Kolarik recently won third place in the Horror Hotel International Film Festival held in Hudson with a movie called the Almost True Story of a Suburban Housewife.
Five people made up the casting team, all Akron-Cleveland area screenwriters, production managers, actors and actresses. They have all worked together for the past two years in various capacities. They all have full-time jobs and families. This is what they do for fun.
The casting crew was as excited as the tryouts, full of enthusiasm.
The creator of the film, Shawn Michelle, 51, of Lakewood, taped each tryout, but first she set up the scene and defined the character they were trying out for.
“You’re the girl next door to the main characters. You are trying to be cool, but you really are afraid, you just don’t want to show it,” she said. “You don’t want to be left alone.”
Skylie Mazey, 14, of Akron, gave it a shot.
“Your expressions were great. You had a lot of attitude. That’s exactly what we were looking for,” were some of the comments made by the audition-screening team.

→ **Short exercise 1**: In the casting article, what film won Kolarik third place at the Horror Hotel International Film Festival?
→ **Short exercise 2**: Can you pick up the casting article after its final sentence and keep it going?
You won't need the items that follow the passage.

→ **Provided data**:
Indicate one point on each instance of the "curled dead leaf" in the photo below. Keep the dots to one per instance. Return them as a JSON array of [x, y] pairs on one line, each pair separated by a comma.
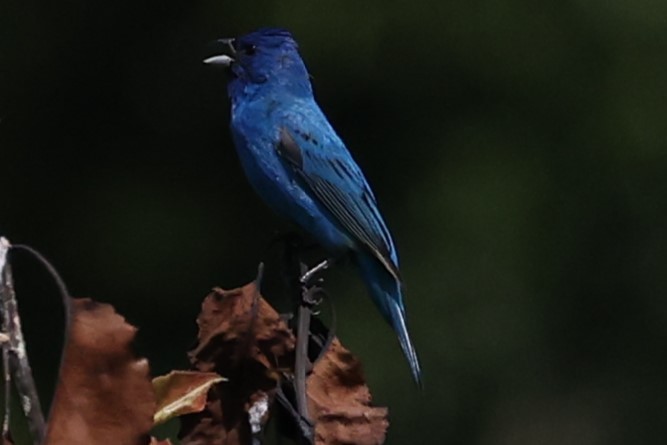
[[241, 336], [182, 392], [340, 401], [104, 394]]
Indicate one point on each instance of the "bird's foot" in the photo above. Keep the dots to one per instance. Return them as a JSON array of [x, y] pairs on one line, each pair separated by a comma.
[[313, 296], [308, 276]]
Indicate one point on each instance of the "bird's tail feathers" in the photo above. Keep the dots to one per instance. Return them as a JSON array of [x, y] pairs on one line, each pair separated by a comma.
[[397, 320]]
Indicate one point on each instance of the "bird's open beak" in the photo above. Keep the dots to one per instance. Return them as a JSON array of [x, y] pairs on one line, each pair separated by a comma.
[[223, 60]]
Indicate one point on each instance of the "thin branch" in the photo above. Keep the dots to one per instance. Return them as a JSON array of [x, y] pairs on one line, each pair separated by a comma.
[[64, 295], [7, 377], [18, 358], [301, 363]]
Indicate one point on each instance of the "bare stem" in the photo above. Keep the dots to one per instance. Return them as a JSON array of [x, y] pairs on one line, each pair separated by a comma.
[[17, 356], [302, 363]]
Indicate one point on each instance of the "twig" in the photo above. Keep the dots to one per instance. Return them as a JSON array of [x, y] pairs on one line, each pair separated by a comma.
[[301, 363], [17, 357], [305, 428], [7, 377]]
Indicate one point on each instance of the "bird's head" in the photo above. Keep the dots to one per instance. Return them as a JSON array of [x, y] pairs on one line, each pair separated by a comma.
[[265, 56]]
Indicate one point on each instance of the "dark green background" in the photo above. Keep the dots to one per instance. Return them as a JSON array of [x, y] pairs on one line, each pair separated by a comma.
[[517, 149]]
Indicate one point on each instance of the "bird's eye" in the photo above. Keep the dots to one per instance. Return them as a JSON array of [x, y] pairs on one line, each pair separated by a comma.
[[249, 49]]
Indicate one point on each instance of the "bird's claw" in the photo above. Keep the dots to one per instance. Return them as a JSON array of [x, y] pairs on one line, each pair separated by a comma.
[[306, 277]]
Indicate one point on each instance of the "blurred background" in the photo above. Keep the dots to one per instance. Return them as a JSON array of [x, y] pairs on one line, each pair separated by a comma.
[[518, 150]]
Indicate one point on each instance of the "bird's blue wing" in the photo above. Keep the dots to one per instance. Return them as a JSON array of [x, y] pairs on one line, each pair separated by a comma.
[[331, 176]]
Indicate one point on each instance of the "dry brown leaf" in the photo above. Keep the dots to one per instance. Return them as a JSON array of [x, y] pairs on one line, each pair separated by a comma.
[[104, 394], [340, 401], [182, 392], [244, 338]]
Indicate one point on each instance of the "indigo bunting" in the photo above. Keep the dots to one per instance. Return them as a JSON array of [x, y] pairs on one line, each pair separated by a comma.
[[296, 162]]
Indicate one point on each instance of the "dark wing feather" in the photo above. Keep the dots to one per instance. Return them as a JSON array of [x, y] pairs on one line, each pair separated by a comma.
[[337, 183]]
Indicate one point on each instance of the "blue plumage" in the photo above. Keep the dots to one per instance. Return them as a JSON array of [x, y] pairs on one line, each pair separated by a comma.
[[296, 162]]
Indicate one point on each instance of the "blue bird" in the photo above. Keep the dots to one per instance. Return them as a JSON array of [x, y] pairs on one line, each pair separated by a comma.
[[296, 162]]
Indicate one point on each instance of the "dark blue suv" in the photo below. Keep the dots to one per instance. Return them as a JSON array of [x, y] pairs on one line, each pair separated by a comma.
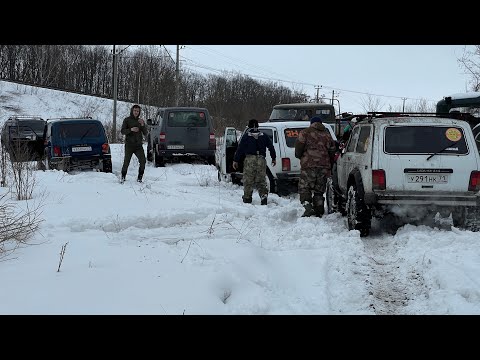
[[76, 144]]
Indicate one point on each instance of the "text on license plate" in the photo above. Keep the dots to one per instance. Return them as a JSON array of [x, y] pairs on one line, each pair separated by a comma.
[[428, 179], [81, 148]]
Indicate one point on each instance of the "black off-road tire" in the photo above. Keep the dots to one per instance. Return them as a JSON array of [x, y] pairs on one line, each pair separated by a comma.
[[359, 216]]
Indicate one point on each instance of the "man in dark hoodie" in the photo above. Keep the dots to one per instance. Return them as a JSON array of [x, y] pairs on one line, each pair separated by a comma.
[[316, 150], [253, 148], [133, 127]]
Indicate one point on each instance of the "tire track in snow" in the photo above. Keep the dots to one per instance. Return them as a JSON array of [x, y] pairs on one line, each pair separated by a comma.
[[393, 282]]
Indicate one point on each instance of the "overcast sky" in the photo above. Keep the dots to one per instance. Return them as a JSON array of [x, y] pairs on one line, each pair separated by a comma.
[[393, 71], [184, 243]]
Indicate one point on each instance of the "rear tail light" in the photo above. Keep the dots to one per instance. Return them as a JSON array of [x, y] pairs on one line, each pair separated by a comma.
[[378, 179], [212, 144], [57, 151], [286, 164], [474, 183]]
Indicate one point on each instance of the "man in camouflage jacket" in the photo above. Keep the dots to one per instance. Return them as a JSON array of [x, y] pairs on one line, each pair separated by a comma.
[[133, 127], [316, 150]]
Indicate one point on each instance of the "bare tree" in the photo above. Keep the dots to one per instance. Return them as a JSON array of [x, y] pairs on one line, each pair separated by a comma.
[[372, 103], [470, 62]]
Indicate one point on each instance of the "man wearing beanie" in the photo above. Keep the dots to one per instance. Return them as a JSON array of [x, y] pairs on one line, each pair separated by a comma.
[[253, 148], [316, 150]]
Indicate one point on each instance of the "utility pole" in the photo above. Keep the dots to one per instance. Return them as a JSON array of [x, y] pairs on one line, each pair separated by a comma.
[[318, 89], [114, 124], [177, 76]]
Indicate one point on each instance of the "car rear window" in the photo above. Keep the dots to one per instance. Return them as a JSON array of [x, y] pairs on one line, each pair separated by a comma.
[[187, 119], [27, 126], [80, 130], [291, 135], [425, 140]]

→ **Written reply 1**: The Almost True Story of a Suburban Housewife.

→ **Written reply 2**:
Mazey said she has been acting since kindergarten or first grade, taking acting lessons at Weathervane Community Playhouse. It was her acting skills that got her accepted into the George C. Miller Performing Arts School in Akron. The sixth grader hopes to continue her acting in plays at Firestone High School.
Evie Neal, 43, of Euclid; Tony Mittelo, 48, of Strongsville; and Gary Moon, 56, of Akron, all tried out for the gypsy role in the film.
All used a different accent, and all were believable.
“This is a character-driven story,” Kolarik said. “Some of the roles could be played by a man or woman, there is no specific ethnicity or age limit. It just depends on who really nails the part.”
The team also suggested Moon and Mittelo try out for the role of a professor in the play.
The English and Irish accents were dropped for this role. When told there may be some action stunts, Mittelo said: “That’s fine. I don’t mind. It’s all for the art. You sacrifice for the craft.” He said he was in the Avengers movie, shot in Cleveland. He was an extra running in and out of buildings and in the street wearing a tuxedo.
Real-life professor Kerrie Carfagno, 41, of University Heights, who teaches at John Carroll University, also tried out for the professor’s role. She brought her two children, Sadie, 12, and Molly, 8, for tryouts but ended up accepting the team’s request for her to try out as well.
She said her daughter, Sadie, is interested in filmmaking. She signed her up for a film class camp in Cleveland but not enough people signed up for it.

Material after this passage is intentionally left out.